Starting at the line that contains "Category: pink jacket" and stopping at the end of the rows below, reproduce every line in that span, Category and Keypoints lines included, with each point coordinate multiplied by 1.5 and rounded to a whole number, halves rounded up. Leave the pictures out of your answer.

══ Provided records ══

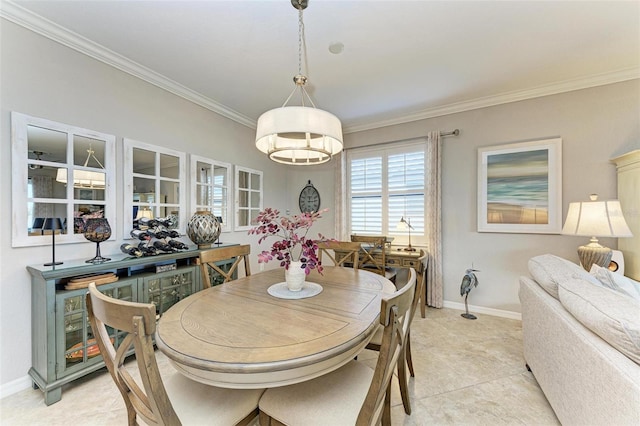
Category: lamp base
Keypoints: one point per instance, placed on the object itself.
(594, 253)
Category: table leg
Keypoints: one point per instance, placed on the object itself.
(423, 299)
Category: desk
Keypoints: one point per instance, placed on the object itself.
(236, 335)
(396, 257)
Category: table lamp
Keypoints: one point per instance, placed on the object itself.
(52, 224)
(406, 224)
(38, 223)
(595, 219)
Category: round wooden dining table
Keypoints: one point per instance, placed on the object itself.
(238, 335)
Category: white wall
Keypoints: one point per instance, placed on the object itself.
(595, 125)
(45, 79)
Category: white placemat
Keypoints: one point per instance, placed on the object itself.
(281, 291)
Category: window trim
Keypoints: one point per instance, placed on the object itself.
(194, 206)
(129, 145)
(20, 173)
(237, 223)
(385, 150)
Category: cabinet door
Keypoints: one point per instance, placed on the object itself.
(167, 288)
(76, 347)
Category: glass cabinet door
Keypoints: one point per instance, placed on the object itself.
(77, 346)
(166, 289)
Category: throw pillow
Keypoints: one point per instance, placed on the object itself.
(616, 282)
(548, 270)
(609, 314)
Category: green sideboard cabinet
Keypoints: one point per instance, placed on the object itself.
(63, 346)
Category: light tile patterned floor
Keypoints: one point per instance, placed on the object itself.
(467, 373)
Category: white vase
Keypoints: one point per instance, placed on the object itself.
(295, 276)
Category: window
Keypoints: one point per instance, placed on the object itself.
(154, 183)
(248, 196)
(210, 182)
(386, 184)
(59, 171)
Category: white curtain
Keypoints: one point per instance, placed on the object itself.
(433, 222)
(340, 202)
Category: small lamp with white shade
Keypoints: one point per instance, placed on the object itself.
(595, 219)
(406, 224)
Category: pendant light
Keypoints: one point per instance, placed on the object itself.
(299, 135)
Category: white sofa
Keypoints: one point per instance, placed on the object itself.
(586, 380)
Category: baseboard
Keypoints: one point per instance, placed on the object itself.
(482, 310)
(15, 386)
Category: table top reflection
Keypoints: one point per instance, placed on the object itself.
(236, 335)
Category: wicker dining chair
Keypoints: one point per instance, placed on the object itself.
(373, 255)
(341, 253)
(167, 399)
(376, 341)
(208, 259)
(353, 394)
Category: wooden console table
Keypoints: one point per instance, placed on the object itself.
(396, 257)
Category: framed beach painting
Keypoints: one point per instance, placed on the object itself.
(520, 187)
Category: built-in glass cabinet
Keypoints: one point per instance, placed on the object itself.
(59, 172)
(155, 184)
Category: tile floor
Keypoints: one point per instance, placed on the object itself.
(467, 373)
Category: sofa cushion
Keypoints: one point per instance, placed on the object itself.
(617, 282)
(609, 314)
(548, 270)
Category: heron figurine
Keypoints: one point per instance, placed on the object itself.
(468, 282)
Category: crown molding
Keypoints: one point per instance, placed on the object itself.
(515, 96)
(57, 33)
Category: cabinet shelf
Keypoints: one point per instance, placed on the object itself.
(63, 345)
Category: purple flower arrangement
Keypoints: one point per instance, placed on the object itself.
(292, 244)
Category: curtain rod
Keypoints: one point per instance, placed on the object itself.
(454, 132)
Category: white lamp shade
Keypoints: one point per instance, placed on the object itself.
(83, 178)
(596, 219)
(299, 135)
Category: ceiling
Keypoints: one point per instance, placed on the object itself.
(402, 60)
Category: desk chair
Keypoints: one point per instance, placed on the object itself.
(167, 400)
(345, 253)
(374, 255)
(208, 259)
(376, 341)
(351, 395)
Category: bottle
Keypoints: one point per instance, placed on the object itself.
(167, 222)
(178, 244)
(161, 245)
(158, 232)
(145, 221)
(141, 235)
(131, 250)
(147, 250)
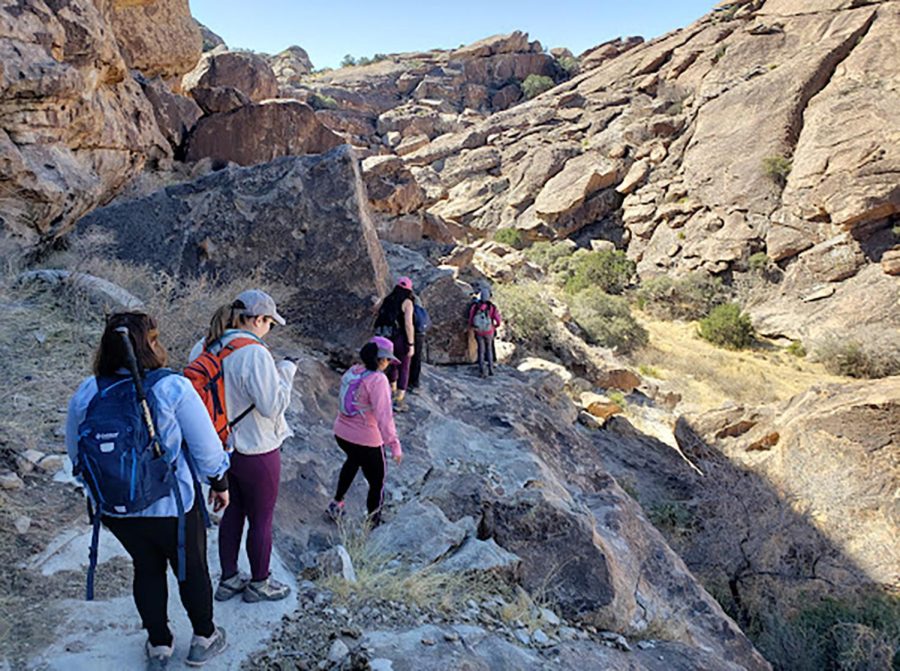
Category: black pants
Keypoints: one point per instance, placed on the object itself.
(415, 366)
(371, 460)
(152, 542)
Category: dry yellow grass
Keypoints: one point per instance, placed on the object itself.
(707, 376)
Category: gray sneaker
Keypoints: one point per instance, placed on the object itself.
(158, 656)
(204, 649)
(266, 590)
(231, 587)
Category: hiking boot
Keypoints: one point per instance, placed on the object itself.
(265, 590)
(158, 656)
(231, 587)
(204, 649)
(336, 510)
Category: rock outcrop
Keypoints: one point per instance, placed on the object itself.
(74, 125)
(283, 220)
(258, 133)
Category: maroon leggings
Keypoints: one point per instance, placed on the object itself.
(253, 490)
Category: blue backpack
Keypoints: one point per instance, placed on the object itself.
(116, 461)
(350, 382)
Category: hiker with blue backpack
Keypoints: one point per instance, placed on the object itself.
(255, 392)
(395, 322)
(140, 440)
(364, 426)
(484, 318)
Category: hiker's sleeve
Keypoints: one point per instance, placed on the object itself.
(77, 408)
(408, 324)
(198, 432)
(268, 386)
(380, 398)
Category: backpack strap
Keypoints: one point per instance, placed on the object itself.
(94, 517)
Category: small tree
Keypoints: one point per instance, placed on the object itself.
(727, 326)
(607, 321)
(535, 85)
(610, 270)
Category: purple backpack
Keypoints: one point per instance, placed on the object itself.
(350, 382)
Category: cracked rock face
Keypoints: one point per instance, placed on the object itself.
(74, 125)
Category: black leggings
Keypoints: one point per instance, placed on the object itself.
(371, 460)
(152, 542)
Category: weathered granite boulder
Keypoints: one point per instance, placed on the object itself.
(159, 38)
(299, 222)
(74, 126)
(175, 114)
(291, 65)
(219, 99)
(260, 132)
(248, 72)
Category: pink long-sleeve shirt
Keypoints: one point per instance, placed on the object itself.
(375, 426)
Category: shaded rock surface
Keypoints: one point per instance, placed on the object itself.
(233, 224)
(74, 125)
(518, 474)
(258, 133)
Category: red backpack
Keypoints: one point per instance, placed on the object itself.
(206, 374)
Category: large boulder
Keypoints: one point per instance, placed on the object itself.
(298, 222)
(248, 72)
(159, 38)
(74, 126)
(260, 132)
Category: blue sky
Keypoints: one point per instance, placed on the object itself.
(328, 30)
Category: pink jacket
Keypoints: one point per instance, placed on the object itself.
(374, 427)
(494, 314)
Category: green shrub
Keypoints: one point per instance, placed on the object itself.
(510, 236)
(321, 101)
(854, 359)
(606, 320)
(610, 270)
(527, 316)
(860, 633)
(727, 326)
(759, 262)
(688, 297)
(777, 168)
(535, 85)
(569, 65)
(546, 254)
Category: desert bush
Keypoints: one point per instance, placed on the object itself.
(319, 101)
(569, 65)
(777, 168)
(510, 236)
(727, 326)
(534, 85)
(860, 632)
(546, 254)
(856, 359)
(608, 270)
(688, 297)
(526, 315)
(606, 320)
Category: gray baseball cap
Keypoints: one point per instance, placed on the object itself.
(258, 303)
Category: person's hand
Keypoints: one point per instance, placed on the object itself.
(218, 500)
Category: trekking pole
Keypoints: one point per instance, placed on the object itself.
(139, 388)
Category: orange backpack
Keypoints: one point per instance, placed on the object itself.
(206, 374)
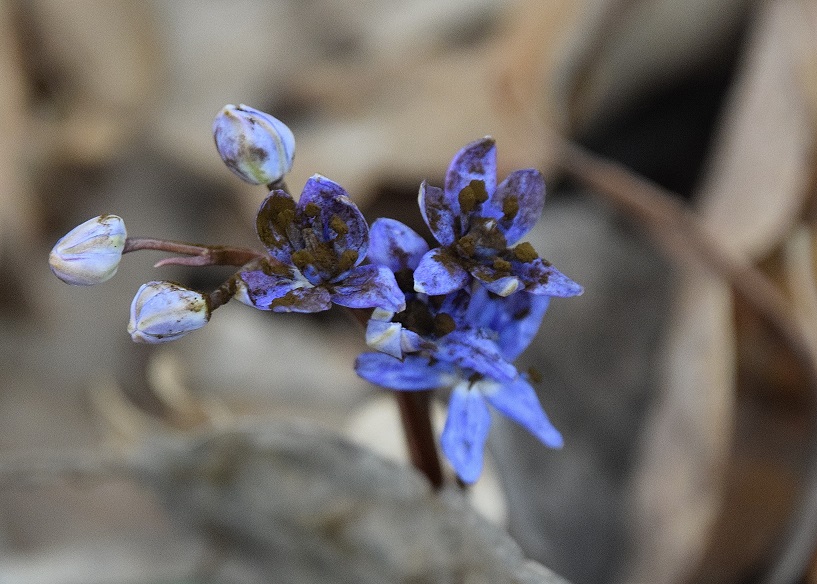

═══

→ **Complete output**:
Category: pink jacket
Keypoints: one point per instance, placed on the object itself.
(561, 641)
(741, 471)
Category: green shrub
Keypoints: one point per instance, placed on the object itself.
(765, 354)
(482, 152)
(1281, 539)
(909, 480)
(915, 405)
(791, 474)
(1290, 950)
(1091, 489)
(1139, 393)
(1032, 446)
(1166, 252)
(803, 128)
(854, 98)
(819, 381)
Category: desert bush
Keypoints: one point per instance, placed on the object itself.
(479, 152)
(854, 98)
(1166, 252)
(765, 354)
(1091, 489)
(801, 128)
(1290, 948)
(819, 381)
(1284, 539)
(912, 405)
(1032, 446)
(789, 473)
(909, 480)
Category: gray baseball cap
Keypoints: one point per instance, placed on the object itself.
(387, 455)
Category: person's hand
Keypoints: one point per instance, placed on the object itself.
(327, 750)
Category: trekking pole
Keypoints: one point per instance, placed on the object itself.
(209, 582)
Category: orange backpack
Keypoints: one point per instance, placed on the object itself.
(309, 561)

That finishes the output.